━━━ Passage provided ━━━

# Gestalt generator



## kingpaul (Aug 25, 2005)

Does anyone know of a gestalt character generator? I know its something that PCGen doesn't have, and the Code Silverback said it'd be dificult to implement. Wondering if anyone's managed to get one to work or not...especially considering the nearly infinite combinations you can have.


----------



## Thanee (Aug 25, 2005)

The only thing that is somewhat difficult is multiclassing (and special abilities) under Gestalt rules, but even that can't be _that_ difficult to do.

However, the audience is probably pretty small for such a generator, so I can see how it's not really worth the time to write one.

Bye
Thanee


----------



## derbacher (Aug 27, 2005)

I found a simple gestalt generator, but I can't remember where I got it from. The email address is psychomoleman@hotmail.com. It's called Gestalt Progression Calculator, and it has all the main classes from the core books included. That's the best I can do. Good luck.


----------



## SubMensa (Aug 29, 2005)

derbacher said:
			
		

> I can't remember where I got it from.

━━━ Listed records ━━━

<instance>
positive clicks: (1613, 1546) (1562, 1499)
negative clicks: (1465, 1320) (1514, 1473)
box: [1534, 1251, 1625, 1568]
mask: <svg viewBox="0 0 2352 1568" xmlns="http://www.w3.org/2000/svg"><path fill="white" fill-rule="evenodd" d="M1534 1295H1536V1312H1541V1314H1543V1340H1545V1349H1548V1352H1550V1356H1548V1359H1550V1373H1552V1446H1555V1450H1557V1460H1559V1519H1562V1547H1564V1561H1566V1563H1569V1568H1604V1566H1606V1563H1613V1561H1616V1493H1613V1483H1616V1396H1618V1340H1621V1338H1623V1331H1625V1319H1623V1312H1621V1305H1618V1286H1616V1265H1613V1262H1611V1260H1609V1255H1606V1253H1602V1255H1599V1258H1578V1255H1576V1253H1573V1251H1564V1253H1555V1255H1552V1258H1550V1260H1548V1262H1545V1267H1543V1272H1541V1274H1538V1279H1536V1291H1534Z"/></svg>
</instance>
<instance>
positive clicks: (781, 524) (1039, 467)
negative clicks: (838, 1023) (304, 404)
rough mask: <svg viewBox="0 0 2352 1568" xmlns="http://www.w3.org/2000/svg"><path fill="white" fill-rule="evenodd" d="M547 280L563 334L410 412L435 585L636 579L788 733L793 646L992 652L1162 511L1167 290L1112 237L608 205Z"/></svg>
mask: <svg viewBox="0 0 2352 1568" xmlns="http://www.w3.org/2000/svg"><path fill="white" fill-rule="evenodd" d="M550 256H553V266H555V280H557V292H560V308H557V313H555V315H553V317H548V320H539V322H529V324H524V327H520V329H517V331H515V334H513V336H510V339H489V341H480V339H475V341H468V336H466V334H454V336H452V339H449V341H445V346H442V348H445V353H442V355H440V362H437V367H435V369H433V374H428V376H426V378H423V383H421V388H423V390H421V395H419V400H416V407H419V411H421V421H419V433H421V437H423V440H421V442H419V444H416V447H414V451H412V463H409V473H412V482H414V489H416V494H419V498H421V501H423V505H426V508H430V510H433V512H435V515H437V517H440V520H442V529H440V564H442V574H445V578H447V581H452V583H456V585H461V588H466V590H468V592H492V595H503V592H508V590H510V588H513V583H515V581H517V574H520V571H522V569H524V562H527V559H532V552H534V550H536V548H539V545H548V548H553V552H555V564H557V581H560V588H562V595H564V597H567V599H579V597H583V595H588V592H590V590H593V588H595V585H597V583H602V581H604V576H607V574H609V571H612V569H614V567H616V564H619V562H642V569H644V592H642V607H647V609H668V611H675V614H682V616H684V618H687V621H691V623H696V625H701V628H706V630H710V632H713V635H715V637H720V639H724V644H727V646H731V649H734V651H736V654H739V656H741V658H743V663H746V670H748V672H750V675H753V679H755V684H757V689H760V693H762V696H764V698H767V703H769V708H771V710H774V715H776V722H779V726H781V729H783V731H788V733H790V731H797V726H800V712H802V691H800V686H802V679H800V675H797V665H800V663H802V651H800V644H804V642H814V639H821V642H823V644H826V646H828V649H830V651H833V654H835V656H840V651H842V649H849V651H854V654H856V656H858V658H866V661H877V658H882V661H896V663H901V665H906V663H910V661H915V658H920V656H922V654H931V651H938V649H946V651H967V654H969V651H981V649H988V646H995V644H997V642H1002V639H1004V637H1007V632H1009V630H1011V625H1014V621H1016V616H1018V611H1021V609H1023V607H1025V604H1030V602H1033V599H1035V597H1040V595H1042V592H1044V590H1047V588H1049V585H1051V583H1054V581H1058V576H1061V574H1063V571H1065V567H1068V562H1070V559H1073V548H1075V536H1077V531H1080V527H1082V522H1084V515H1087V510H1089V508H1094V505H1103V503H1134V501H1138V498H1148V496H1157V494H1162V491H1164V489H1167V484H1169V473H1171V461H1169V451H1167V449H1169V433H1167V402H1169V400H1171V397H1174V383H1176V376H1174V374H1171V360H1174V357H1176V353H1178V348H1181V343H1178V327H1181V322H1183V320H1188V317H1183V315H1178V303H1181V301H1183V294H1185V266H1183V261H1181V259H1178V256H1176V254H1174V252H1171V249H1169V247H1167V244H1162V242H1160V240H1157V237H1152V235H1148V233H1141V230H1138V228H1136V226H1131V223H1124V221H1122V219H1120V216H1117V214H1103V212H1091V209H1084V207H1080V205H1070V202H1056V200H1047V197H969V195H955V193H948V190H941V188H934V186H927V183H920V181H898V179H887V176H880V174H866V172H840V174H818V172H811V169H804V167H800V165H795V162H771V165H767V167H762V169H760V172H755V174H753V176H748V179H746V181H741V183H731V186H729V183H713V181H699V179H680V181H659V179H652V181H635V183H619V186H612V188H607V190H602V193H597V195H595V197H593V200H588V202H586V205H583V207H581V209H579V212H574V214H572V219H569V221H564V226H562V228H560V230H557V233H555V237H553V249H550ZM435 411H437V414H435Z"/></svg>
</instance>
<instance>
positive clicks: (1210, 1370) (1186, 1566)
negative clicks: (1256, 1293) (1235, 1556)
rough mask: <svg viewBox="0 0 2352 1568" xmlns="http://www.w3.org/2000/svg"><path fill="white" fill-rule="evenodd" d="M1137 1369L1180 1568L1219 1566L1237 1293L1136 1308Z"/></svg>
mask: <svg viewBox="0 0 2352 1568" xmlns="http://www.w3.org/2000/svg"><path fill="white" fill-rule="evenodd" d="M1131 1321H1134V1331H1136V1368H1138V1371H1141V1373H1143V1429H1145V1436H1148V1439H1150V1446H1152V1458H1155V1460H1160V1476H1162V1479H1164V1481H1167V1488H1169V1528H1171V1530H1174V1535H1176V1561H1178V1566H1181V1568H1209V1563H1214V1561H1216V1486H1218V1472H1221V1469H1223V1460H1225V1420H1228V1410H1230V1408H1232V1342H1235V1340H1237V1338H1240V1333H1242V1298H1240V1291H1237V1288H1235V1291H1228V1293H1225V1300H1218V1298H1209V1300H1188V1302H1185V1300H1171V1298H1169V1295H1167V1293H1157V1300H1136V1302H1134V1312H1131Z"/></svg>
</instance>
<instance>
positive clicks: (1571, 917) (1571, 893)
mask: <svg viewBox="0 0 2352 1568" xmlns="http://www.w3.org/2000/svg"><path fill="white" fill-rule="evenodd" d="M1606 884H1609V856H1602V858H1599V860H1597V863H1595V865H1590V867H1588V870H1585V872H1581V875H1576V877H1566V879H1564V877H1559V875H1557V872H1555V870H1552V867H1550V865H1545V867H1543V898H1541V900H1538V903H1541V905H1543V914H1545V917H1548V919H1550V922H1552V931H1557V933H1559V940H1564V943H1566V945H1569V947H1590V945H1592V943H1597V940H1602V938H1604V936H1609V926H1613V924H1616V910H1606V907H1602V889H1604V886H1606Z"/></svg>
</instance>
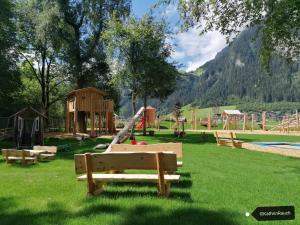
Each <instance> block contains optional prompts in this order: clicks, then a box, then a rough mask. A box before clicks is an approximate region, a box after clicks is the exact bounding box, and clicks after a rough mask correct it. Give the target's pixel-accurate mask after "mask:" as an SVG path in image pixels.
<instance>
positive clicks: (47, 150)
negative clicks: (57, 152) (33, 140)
mask: <svg viewBox="0 0 300 225" xmlns="http://www.w3.org/2000/svg"><path fill="white" fill-rule="evenodd" d="M33 150H40V151H43V152H51V153H56V152H57V146H42V145H35V146H33Z"/></svg>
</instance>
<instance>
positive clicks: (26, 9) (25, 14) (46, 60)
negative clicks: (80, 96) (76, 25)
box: [16, 0, 69, 117]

━━━

[Things to do]
1. Answer these questions about the forum thread on a gestalt generator:
(a) Which program does kingpaul say lacks a gestalt character generator?
(b) What does Thanee call the only somewhat difficult part under Gestalt rules?
(c) What is the name of the tool derbacher found?
2. Could you print the text of the gestalt generator thread between "Does anyone know" and "to write one.", inclusive?
3. Can you carry on the forum thread about a gestalt character generator from the point where it stops?

[Answers to this exercise]
1.
(a) PCGen.
(b) Multiclassing (and special abilities).
(c) Gestalt Progression Calculator.

2.
Does anyone know of a gestalt character generator? I know its something that PCGen doesn't have, and the Code Silverback said it'd be dificult to implement. Wondering if anyone's managed to get one to work or not...especially considering the nearly infinite combinations you can have.


----------



## Thanee (Aug 25, 2005)

The only thing that is somewhat difficult is multiclassing (and special abilities) under Gestalt rules, but even that can't be _that_ difficult to do.

However, the audience is probably pretty small for such a generator, so I can see how it's not really worth the time to write one.

3.
I was able to locate the download here. Can't tell you who the program writer was though...

http://www.dndadventure.com/ftp/toolsdl_cl_prog.zip


----------



## TwistedFaith (Nov 8, 2015)

I know this post is 10y old but have you heard of HeroForge its been out for a while and is still currently be updated. It's an excel based spreadsheet that works Great.
the link to it is https://github.com/Heliomance/HeroForge-Anew. The person currently working on it is trying to do a major overhaul (which will take some time) to try and make it run smother (although it runs pretty smooth if you run it through Excel 2010) and fix some issues. Please go give it a try It's the BEST 3.5 Character Gen out there.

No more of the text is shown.